» **Texto de leitura**
>>
Depois de uma breve cena expositória sobre quem eles são, os companheiros ficam de lado, aparecendo esporadicamente para tecer algum comentário na história. Nenhum deles realmente cresce ao longo da história, ou aprendem algo importante para sua vida. A exceção, talvez, fique com o protagonista, que começa como um grande idiota, mas no final aprende a colocar sua ganância de lado pelo bem dos outros. O que não é exatamente um arco inédito ou surpreendente.
Mas, há outro fator que não ajudou em nada em deixar esta história melhor.
O Narrador
Logo no começo, somos apresentados ao narrador. Ele explica que será responsável por contar a nossa aventura. Em um primeiro momento, esta ideia parece bem interessante. Como a proposta do jogo é emular um jogo de tabuleiro, combina ter alguém agindo como o “Game Master” de um RPG de mesa. Além disso, explicaria porque todo o mundo é feito de cartas, desde os personagens e monstros, até os itens e o terreno que exploramos. O jogo inteiro é narrado, desde os eventos que estão acontecendo, até as falas dos personagens.
<<
» **Linhas de dados**
>>
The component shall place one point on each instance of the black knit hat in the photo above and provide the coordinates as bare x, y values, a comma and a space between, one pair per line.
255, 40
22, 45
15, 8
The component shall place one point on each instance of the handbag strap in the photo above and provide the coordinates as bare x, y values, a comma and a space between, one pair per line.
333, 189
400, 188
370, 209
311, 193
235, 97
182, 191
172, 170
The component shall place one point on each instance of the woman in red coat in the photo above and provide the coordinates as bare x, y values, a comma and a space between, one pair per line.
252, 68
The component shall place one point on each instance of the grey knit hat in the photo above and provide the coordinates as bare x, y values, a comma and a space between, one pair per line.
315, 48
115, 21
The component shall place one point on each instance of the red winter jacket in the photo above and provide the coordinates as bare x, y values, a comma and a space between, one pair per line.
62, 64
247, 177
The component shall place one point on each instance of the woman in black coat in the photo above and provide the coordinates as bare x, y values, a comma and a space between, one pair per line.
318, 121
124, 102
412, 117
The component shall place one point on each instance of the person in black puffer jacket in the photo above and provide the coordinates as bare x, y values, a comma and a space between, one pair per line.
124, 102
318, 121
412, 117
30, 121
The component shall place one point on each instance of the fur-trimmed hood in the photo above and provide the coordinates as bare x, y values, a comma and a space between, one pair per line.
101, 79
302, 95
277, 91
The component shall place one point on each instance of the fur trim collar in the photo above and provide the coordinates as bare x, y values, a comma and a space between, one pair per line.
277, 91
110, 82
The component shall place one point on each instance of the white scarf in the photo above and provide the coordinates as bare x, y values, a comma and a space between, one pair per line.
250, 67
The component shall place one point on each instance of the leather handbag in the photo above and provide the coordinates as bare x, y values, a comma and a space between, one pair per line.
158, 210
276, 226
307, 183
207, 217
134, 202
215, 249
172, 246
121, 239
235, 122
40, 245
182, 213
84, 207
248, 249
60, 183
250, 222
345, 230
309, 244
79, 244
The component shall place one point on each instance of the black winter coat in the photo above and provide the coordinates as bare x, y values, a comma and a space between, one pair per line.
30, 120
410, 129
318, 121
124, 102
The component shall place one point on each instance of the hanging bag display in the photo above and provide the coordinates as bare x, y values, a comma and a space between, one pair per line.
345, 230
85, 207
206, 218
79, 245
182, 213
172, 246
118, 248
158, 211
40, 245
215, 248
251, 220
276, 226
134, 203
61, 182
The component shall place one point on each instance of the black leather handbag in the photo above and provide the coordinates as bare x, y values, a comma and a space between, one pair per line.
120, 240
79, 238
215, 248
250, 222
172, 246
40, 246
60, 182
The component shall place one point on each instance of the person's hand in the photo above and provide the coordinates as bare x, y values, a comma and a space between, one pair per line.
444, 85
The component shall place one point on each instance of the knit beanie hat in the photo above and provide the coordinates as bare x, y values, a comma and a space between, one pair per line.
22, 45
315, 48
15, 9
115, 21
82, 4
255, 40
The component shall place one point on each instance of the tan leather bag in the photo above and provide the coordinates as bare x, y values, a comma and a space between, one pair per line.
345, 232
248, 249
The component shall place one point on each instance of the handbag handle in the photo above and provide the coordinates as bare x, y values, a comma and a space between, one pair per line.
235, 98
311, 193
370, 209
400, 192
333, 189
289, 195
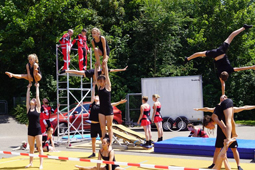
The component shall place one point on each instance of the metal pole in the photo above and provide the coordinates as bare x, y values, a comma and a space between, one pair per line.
82, 110
67, 86
57, 85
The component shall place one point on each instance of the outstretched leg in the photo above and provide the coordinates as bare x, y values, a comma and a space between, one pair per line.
236, 32
18, 76
195, 55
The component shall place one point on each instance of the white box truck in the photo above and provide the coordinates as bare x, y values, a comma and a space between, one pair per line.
178, 97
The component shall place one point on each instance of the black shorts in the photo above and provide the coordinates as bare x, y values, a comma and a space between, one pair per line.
107, 111
34, 131
228, 68
113, 166
219, 143
95, 130
218, 51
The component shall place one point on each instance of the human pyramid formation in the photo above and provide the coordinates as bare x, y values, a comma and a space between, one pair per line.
223, 113
101, 107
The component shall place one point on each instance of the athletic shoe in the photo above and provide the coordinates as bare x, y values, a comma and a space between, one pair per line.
247, 26
239, 168
92, 155
211, 166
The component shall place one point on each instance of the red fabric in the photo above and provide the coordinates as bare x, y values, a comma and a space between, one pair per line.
43, 126
81, 58
145, 121
66, 39
157, 117
82, 43
202, 133
65, 59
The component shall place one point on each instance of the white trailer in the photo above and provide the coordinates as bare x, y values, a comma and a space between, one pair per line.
178, 97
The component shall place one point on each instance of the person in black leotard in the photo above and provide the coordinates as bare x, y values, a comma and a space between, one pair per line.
33, 70
34, 128
217, 118
145, 120
90, 73
100, 47
105, 153
106, 111
224, 69
95, 128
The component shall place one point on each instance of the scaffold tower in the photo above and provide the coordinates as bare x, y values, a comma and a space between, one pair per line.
75, 123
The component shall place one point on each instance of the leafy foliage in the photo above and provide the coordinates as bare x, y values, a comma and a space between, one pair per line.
152, 37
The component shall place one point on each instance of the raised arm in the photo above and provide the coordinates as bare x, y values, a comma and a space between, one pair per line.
118, 70
119, 102
38, 102
104, 46
99, 158
141, 114
222, 86
204, 109
28, 97
239, 109
107, 78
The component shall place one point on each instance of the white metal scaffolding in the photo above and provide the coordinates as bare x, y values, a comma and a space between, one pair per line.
64, 94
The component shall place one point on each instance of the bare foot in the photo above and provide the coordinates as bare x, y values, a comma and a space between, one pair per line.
9, 74
29, 165
229, 142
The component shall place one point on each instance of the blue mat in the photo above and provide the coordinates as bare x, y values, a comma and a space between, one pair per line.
87, 136
202, 146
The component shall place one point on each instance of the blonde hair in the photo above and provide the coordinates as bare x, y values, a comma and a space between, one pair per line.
145, 98
97, 30
156, 96
34, 56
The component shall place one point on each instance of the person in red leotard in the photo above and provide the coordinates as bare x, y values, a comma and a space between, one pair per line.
196, 132
156, 117
33, 70
65, 42
46, 111
82, 49
145, 120
47, 141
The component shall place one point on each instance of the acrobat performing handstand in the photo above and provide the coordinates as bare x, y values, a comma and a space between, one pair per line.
224, 69
219, 118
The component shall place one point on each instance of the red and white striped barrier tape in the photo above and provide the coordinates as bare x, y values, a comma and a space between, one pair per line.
100, 161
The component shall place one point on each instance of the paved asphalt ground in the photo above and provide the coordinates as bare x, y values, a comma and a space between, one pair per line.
12, 134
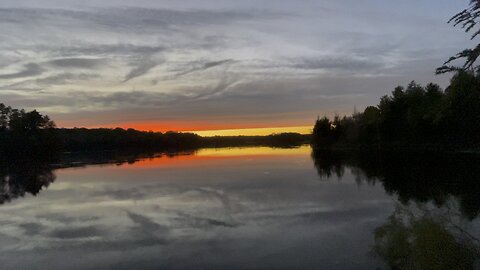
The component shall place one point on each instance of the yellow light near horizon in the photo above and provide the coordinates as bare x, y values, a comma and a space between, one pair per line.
252, 151
254, 131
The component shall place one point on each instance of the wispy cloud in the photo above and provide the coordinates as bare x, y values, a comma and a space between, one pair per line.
28, 70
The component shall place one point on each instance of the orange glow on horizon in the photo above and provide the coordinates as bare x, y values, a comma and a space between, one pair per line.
208, 129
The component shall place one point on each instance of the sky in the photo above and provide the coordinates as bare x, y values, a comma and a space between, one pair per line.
217, 65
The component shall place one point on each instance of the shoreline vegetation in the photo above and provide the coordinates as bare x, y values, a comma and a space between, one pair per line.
29, 134
412, 119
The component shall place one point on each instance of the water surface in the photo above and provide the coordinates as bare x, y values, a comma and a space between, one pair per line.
250, 208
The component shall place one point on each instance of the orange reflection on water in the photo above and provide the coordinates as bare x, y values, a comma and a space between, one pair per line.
212, 156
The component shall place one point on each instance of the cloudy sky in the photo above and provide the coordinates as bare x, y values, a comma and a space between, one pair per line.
217, 64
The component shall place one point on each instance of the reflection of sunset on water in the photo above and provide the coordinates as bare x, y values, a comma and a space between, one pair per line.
212, 156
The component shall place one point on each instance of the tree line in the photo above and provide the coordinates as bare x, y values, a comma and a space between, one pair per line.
415, 116
28, 134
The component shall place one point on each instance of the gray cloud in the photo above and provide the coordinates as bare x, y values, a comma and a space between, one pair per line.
340, 63
29, 70
64, 78
143, 68
76, 63
203, 66
74, 233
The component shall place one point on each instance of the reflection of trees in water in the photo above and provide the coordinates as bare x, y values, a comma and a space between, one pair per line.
417, 177
422, 238
18, 179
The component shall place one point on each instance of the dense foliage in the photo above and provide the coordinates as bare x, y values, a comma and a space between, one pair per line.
412, 117
468, 20
23, 133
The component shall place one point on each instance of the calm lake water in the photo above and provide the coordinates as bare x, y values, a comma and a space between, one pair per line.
248, 208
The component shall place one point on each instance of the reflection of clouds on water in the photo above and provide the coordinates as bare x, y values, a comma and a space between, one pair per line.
175, 217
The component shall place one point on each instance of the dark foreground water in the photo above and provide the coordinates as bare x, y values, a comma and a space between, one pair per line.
252, 208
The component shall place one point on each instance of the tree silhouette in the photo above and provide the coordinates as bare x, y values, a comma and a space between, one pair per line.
467, 20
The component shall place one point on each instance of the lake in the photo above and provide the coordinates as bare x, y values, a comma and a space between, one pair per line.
242, 208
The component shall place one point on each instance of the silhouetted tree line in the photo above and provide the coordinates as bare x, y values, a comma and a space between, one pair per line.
101, 139
26, 133
33, 135
273, 140
419, 178
412, 117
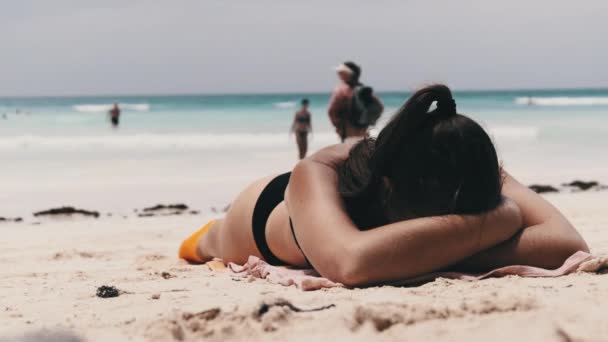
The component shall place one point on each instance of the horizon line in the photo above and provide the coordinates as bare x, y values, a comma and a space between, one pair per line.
267, 93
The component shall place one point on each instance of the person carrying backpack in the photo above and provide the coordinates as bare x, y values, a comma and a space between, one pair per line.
353, 107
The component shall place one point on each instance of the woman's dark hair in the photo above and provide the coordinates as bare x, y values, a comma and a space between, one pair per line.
423, 163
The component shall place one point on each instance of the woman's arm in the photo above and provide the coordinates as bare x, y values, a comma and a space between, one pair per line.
547, 240
338, 250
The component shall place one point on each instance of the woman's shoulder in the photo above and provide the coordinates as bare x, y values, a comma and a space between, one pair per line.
329, 156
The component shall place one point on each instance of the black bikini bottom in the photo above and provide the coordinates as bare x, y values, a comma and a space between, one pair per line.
272, 195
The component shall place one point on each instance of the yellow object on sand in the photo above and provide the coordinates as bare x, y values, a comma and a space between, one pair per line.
188, 248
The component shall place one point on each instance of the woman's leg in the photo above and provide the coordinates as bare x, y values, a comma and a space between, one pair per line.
302, 140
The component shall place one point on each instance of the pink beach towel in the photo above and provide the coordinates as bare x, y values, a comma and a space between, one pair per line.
309, 279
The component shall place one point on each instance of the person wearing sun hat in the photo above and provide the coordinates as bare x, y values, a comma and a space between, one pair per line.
347, 102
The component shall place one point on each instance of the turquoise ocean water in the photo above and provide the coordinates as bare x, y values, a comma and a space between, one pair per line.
174, 148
<<
» **Lista de tarefas**
- A) Devolva, sem nenhuma alteração, o trecho do texto de leitura que começa em "Mas, há outro" e termina em "falas dos personagens.".
- B) Segundo o texto de leitura, de que é feito todo o mundo do jogo?
- C) Por favor, continue o texto de leitura sobre o jogo de cartas a partir da última frase mostrada.
A listagem é um material separado do texto de leitura.

» **Respostas das tarefas**
- A)
Mas, há outro fator que não ajudou em nada em deixar esta história melhor.
O Narrador
Logo no começo, somos apresentados ao narrador. Ele explica que será responsável por contar a nossa aventura. Em um primeiro momento, esta ideia parece bem interessante. Como a proposta do jogo é emular um jogo de tabuleiro, combina ter alguém agindo como o “Game Master” de um RPG de mesa. Além disso, explicaria porque todo o mundo é feito de cartas, desde os personagens e monstros, até os itens e o terreno que exploramos. O jogo inteiro é narrado, desde os eventos que estão acontecendo, até as falas dos personagens.

- B) De cartas, desde os personagens e monstros até os itens e o terreno explorado.

- C)
Este ano, analisamos outros dois jogos que usam um narrador para sua história. Um deles, foi o belo, mas falho, Lost in Random, e o outro é o falho e mais falho, Biomutant. No primeiro, o narrador ajuda a criar uma atmosfera fantástica e de contos de fada. Ele é um personagem no mundo, e ajuda a enriquecer o cenário e as situações. Enquanto isso, em Biomutant, o narrador é uma escolha estranha, já que ele tem o papel de narrar também as falas dos personagens, o que remove qualquer personalidade que estas criaturas poderiam ter. No primeiro, o narrador acrescenta ao jogo, no segundo, apenas atrapalha. É neste segundo time que Voice of Cards se encaixa.

É difícil se empolgar com qualquer coisa que está acontecendo, quando o próprio GM parece estar chateado. O problema aqui, é a falta de empolgação na narração. Usando o Lost in Random como bom exemplo, lá o narrador tem personalidade, e você sente as emoções em sua voz, desde a alegria de suas vitórias, até a preocupação quando você está em perigo.
Porém, em Voice of Cards, a empolgação na leitura do narrador rivaliza com o desinteresse de locutores de rodoviária.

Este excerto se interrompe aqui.